● **Your instructions**
Please count how many lines of the material below contain the word "lake", and reply with that number alone.

● **Task inputs**
* * *
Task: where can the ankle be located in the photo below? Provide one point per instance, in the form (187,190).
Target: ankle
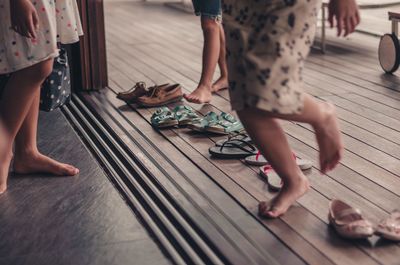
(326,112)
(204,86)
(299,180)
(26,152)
* * *
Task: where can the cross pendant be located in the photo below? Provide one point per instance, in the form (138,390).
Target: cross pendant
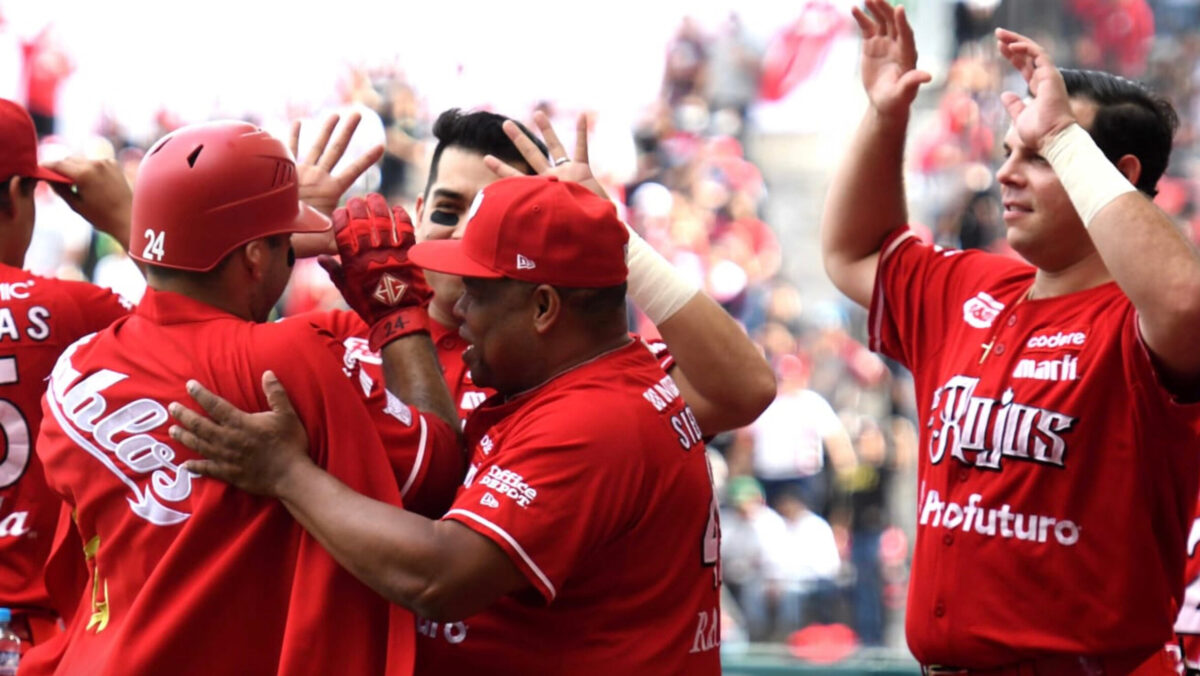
* * *
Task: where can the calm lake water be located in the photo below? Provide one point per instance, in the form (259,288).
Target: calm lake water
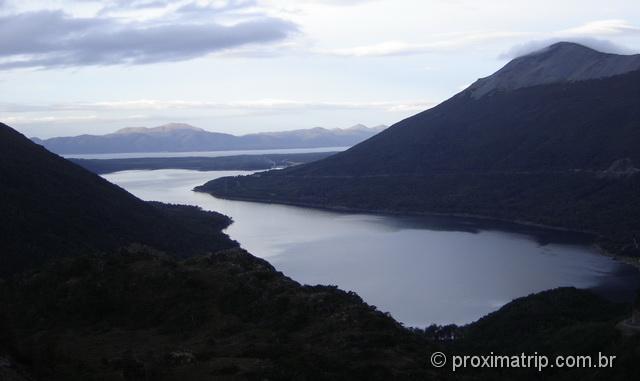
* * *
● **Task output**
2